Questions on the material:
**a)** According to the Coq library listing, which module is included in NMulOrderProp?
**b)** Reproduce the Coq library listing from "Theorem square_le_mono : forall" up to and including "m ~= 0 -> n <= m * n.".

Extracted text:
Library Coq.Numbers.Natural.Abstract.NMulOrder


Require Export NAddOrder.

Module NMulOrderProp (Import N : NAxiomsMiniSig').
Include NAddOrderProp N.

Theorems that are either not valid on Z or have different proofs on N and Z

Theorem square_lt_mono : forall n m, n < m <-> n * n < m * m.

Theorem square_le_mono : forall n m, n <= m <-> n * n <= m * m.

Theorem mul_le_mono_l : forall n m p, n <= m -> p * n <= p * m.

Theorem mul_le_mono_r : forall n m p, n <= m -> n * p <= m * p.

Theorem le_mul_l : forall n m, m ~= 0 -> n <= m * n.

Theorem le_mul_r : forall n m, m ~= 0 -> n <= n * m.

Theorem mul_lt_mono : forall n m p q, n < m -> p < q -> n * p < m * q.

Annotated photo localization data:
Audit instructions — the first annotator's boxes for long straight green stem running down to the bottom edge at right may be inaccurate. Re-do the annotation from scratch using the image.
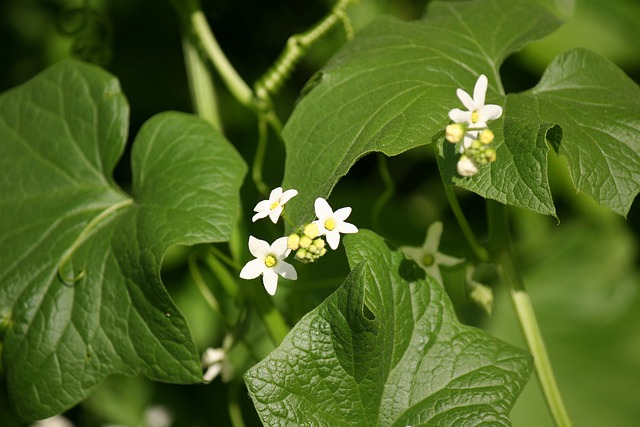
[488,200,572,427]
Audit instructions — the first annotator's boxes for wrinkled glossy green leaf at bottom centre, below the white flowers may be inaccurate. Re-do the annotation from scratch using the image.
[245,230,532,427]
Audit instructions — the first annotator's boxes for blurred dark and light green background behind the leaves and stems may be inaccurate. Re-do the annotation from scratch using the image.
[0,0,640,427]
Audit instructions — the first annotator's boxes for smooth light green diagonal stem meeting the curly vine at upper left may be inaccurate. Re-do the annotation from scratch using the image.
[189,9,254,109]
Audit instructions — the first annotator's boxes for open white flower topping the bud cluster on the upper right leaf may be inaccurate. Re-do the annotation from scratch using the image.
[449,74,502,129]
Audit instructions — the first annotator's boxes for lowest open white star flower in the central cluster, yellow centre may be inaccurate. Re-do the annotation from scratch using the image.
[240,236,298,295]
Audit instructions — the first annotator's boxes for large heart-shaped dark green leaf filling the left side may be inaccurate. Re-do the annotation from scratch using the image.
[0,61,246,419]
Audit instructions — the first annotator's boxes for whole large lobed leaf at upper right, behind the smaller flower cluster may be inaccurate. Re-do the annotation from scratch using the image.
[283,0,640,222]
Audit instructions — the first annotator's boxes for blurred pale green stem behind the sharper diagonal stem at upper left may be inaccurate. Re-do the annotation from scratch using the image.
[182,37,222,131]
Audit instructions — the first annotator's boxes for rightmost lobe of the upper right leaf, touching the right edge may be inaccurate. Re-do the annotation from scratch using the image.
[520,49,640,216]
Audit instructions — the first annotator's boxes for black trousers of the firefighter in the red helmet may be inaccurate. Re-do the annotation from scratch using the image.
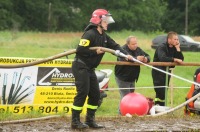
[72,61,100,107]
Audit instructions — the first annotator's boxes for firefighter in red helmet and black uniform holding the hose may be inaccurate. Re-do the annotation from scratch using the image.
[71,9,132,129]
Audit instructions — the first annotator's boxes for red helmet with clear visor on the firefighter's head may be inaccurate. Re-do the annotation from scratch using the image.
[90,9,115,24]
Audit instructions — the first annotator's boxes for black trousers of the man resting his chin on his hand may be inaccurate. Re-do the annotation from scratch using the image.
[152,70,171,106]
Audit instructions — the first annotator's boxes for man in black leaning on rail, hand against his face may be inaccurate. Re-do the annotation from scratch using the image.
[152,32,184,106]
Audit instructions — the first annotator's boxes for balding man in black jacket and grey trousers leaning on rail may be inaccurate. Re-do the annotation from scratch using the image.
[115,36,150,114]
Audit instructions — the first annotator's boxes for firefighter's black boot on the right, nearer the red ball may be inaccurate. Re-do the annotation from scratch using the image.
[85,110,104,129]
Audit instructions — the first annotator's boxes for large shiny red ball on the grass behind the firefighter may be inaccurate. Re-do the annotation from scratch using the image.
[120,93,149,115]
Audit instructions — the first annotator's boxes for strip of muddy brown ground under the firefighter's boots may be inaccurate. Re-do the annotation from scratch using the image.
[0,116,200,132]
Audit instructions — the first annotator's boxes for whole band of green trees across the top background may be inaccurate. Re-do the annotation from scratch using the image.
[0,0,200,35]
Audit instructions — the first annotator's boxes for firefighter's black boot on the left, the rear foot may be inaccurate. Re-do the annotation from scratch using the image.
[71,110,88,129]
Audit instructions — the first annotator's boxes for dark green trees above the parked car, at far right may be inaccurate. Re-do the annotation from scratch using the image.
[161,0,200,35]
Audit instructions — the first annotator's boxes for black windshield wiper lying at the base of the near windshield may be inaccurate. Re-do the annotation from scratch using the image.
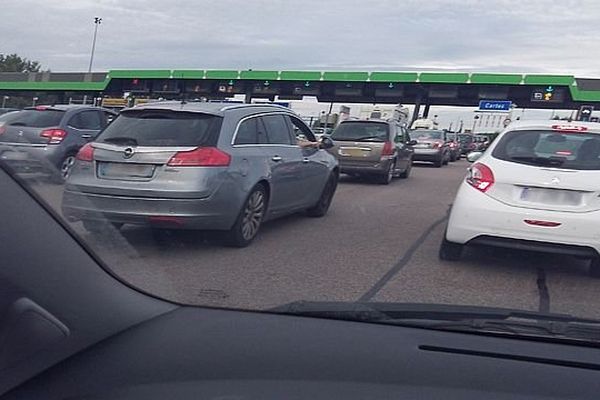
[268,301,600,341]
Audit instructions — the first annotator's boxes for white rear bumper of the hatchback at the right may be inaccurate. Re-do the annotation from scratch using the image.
[446,182,600,257]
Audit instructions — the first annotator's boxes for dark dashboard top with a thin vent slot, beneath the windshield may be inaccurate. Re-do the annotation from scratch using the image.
[7,307,600,399]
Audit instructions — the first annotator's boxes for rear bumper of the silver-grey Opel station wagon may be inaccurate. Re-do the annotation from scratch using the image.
[62,190,239,230]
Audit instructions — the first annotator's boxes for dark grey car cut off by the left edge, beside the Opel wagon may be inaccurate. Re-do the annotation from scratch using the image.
[0,104,116,181]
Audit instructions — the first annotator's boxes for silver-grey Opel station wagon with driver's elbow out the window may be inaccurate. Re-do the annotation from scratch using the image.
[63,102,339,247]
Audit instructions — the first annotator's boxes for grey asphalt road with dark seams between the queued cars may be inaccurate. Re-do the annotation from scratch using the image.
[30,161,600,318]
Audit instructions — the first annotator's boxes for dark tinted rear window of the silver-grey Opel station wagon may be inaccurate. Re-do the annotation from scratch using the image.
[97,110,222,146]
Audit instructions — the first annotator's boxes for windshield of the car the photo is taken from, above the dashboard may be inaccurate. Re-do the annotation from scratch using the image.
[0,0,600,350]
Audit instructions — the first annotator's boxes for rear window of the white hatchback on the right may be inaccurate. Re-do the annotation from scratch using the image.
[492,130,600,170]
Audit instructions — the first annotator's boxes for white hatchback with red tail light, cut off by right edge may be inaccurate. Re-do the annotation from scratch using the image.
[439,121,600,275]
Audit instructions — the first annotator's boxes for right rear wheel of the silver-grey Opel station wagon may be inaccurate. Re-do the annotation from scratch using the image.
[226,184,268,247]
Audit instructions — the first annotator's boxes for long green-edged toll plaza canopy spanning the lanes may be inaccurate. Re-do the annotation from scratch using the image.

Answers for the exercise:
**a)** NAddOrderProp N

**b)**
Theorem square_le_mono : forall n m, n <= m <-> n * n <= m * m.

Theorem mul_le_mono_l : forall n m p, n <= m -> p * n <= p * m.

Theorem mul_le_mono_r : forall n m p, n <= m -> n * p <= m * p.

Theorem le_mul_l : forall n m, m ~= 0 -> n <= m * n.